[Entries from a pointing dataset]
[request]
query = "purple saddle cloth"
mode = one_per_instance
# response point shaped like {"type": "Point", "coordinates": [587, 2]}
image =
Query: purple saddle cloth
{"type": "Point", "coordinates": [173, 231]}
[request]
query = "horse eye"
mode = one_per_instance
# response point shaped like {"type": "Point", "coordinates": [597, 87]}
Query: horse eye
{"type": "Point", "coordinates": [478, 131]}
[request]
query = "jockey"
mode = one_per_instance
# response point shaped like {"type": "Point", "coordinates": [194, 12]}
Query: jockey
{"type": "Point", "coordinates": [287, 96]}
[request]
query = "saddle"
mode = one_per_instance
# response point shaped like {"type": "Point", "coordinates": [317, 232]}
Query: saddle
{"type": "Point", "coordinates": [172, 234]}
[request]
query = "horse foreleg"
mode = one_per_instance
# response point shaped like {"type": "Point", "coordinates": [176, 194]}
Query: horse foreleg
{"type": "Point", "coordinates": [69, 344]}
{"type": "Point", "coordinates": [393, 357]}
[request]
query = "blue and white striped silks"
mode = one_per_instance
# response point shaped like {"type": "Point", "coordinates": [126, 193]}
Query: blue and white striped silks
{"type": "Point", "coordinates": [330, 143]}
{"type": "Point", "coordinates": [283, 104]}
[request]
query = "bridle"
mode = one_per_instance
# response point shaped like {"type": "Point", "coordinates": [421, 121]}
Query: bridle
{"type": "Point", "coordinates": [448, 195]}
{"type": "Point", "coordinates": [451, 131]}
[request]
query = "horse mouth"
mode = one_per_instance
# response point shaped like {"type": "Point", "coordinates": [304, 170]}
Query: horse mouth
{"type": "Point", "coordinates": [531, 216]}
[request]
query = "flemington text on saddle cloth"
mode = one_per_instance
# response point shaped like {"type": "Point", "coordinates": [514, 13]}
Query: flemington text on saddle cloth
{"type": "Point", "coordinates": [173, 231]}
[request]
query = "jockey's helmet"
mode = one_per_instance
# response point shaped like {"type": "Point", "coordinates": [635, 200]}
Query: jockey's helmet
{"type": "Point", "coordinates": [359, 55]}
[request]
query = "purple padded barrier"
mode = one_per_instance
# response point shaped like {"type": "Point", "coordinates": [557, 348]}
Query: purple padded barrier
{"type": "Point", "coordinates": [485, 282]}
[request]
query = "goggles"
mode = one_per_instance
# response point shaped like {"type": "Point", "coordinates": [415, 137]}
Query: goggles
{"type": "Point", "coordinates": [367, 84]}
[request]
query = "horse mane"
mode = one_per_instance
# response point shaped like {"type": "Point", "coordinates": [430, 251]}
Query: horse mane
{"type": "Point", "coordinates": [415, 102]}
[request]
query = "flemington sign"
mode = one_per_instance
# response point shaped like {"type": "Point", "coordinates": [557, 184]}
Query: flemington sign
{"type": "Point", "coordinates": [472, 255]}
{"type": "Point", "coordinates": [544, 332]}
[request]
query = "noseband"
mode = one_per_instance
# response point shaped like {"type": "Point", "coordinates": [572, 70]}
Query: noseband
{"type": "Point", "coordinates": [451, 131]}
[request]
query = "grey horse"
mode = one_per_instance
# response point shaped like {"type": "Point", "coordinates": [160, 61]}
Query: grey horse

_YOUR OBJECTIVE_
Retype the whole listing, matching it exactly.

_SOLVED EXERCISE_
[request]
query = "purple saddle cloth"
mode = one_per_instance
# response point shaped like {"type": "Point", "coordinates": [587, 2]}
image =
Query: purple saddle cloth
{"type": "Point", "coordinates": [173, 231]}
[request]
query = "horse eye"
mode = one_per_instance
# response point shaped like {"type": "Point", "coordinates": [597, 87]}
Query: horse eye
{"type": "Point", "coordinates": [478, 131]}
[request]
query = "jockey"
mode = one_per_instance
# response point shaped like {"type": "Point", "coordinates": [194, 12]}
Query: jockey
{"type": "Point", "coordinates": [287, 96]}
[request]
query = "saddle"
mode = one_per_instance
# response point shaped like {"type": "Point", "coordinates": [317, 232]}
Query: saddle
{"type": "Point", "coordinates": [172, 234]}
[request]
query = "horse foreleg"
mode = one_per_instance
# response point shaped like {"type": "Point", "coordinates": [176, 194]}
Query: horse foreleg
{"type": "Point", "coordinates": [69, 344]}
{"type": "Point", "coordinates": [393, 357]}
[request]
query = "blue and white striped silks"
mode = one_per_instance
# response point shaped like {"type": "Point", "coordinates": [126, 193]}
Query: blue and white striped silks
{"type": "Point", "coordinates": [330, 143]}
{"type": "Point", "coordinates": [283, 104]}
[request]
query = "bridle"
mode = one_per_instance
# response point shaped like {"type": "Point", "coordinates": [421, 121]}
Query: bridle
{"type": "Point", "coordinates": [448, 195]}
{"type": "Point", "coordinates": [451, 131]}
[request]
query = "horse mouth"
mode = one_per_instance
# response point shaped like {"type": "Point", "coordinates": [304, 170]}
Query: horse mouth
{"type": "Point", "coordinates": [531, 216]}
[request]
query = "flemington text on saddle cloth"
mode = one_per_instance
# response point shaped like {"type": "Point", "coordinates": [514, 13]}
Query: flemington text on saddle cloth
{"type": "Point", "coordinates": [173, 231]}
[request]
query = "jockey's helmet"
mode = one_per_instance
# response point shaped like {"type": "Point", "coordinates": [635, 200]}
Query: jockey's helmet
{"type": "Point", "coordinates": [359, 55]}
[request]
query = "purple padded barrier"
mode = one_per_instance
# response point shaped like {"type": "Point", "coordinates": [557, 348]}
Query: purple padded barrier
{"type": "Point", "coordinates": [485, 282]}
[request]
query = "goggles"
mode = one_per_instance
# response point shaped like {"type": "Point", "coordinates": [415, 137]}
Query: goggles
{"type": "Point", "coordinates": [367, 84]}
[request]
query = "horse mane"
mode = one_per_instance
# response point shaped like {"type": "Point", "coordinates": [430, 251]}
Query: horse mane
{"type": "Point", "coordinates": [415, 102]}
[request]
query = "flemington sign"
mode = one_per_instance
# response point shaped like {"type": "Point", "coordinates": [557, 184]}
Query: flemington sign
{"type": "Point", "coordinates": [472, 255]}
{"type": "Point", "coordinates": [544, 332]}
[request]
query = "noseband"
mode = one_per_instance
# response point shaped like {"type": "Point", "coordinates": [572, 70]}
Query: noseband
{"type": "Point", "coordinates": [451, 131]}
[request]
query = "grey horse"
mode = one_per_instance
# response point shaped like {"type": "Point", "coordinates": [160, 61]}
Query: grey horse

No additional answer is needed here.